----- Data to process
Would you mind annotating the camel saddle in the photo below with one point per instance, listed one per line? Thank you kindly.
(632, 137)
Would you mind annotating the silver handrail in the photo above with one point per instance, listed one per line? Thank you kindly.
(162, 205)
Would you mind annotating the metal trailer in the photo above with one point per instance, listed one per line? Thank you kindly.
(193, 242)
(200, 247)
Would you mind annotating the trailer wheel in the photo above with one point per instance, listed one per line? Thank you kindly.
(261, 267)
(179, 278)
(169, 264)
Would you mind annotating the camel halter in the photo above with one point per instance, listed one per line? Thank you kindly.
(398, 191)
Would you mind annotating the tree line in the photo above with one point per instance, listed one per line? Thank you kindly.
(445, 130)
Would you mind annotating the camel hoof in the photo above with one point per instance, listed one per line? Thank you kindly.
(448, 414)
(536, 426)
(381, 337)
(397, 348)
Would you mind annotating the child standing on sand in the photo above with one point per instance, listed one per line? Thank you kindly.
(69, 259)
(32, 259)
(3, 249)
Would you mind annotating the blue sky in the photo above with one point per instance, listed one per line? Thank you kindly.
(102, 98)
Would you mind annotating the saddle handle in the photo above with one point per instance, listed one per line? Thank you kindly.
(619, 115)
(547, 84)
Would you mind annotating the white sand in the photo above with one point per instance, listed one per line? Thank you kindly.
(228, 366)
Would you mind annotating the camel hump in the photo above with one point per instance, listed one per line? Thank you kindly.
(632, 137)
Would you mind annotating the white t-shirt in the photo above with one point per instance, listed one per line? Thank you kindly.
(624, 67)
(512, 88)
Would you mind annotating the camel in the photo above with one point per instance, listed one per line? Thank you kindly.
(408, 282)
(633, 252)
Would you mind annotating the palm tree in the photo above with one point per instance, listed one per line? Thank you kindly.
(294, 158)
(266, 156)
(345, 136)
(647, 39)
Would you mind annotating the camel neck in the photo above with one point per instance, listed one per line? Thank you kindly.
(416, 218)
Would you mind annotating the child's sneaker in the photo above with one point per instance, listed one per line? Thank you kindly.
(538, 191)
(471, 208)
----------
Every entry shown above should be transcribed without alteration.

Would you mind annotating the camel saddle in the photo below with one point per instance, listed one per line? Thank you kindly.
(632, 137)
Would you mind annotating the silver handrail in the photo above with one point per instance, listed one per line? Thank you kindly.
(162, 205)
Would you mind annotating the metal trailer in the photo above with one point per instance, listed one per line? Thank you kindly.
(193, 242)
(200, 247)
Would you mind annotating the trailer wheel in the photo above with one point per instance, listed one per line? Thank you kindly.
(261, 267)
(179, 278)
(169, 264)
Would you mind annotating the camel halter in the photo above with one point per instance, listed one per line? Thank you kindly.
(398, 191)
Would you mind annotating the tree line in the photo above with one point per instance, listed one per line? Thank you kindly.
(445, 130)
Would you mind annotating the camel hoof in the photo above with one point per instance, listed one per line? Thank you kindly.
(448, 414)
(536, 426)
(381, 337)
(397, 348)
Would you mind annotating the child standing on sand in the photo above with one point per instance, listed one per line? Thank you kindly.
(69, 259)
(32, 259)
(3, 249)
Would you mind annotating the blue sky in the photo above with one point per instance, listed one per line? Thank you kindly.
(102, 98)
Would you mind annotating the saddle handle in the photo above with one point per instance, listed one per line? Thank you kindly.
(619, 115)
(547, 84)
Would you mind annotating the white sand in the photo above with one point per instance, listed one per line? Thank you kindly.
(228, 366)
Would you mind annotating the camel hump in the photo above with one point per instance, listed one per line? Thank you kindly.
(632, 137)
Would you mind annotating the white t-shirt in the photo above with one point per instance, listed one per line? Thank you kindly.
(624, 67)
(512, 88)
Would you mind annotating the camel in the photo above with one point per instance, listed one per line? Thank you kindly.
(408, 282)
(633, 252)
Would you mind annotating the palm tree in the photo above with one point per instance, listed one per line? Thank you kindly.
(294, 158)
(266, 156)
(345, 136)
(647, 39)
Would you mind annotating the camel neck in the photo above with one point per instance, listed one per line? Thank you kindly.
(416, 218)
Would you mind annotating the child's sneaker in the photo above with one point per instance, listed one per line? Thank you kindly.
(538, 191)
(471, 208)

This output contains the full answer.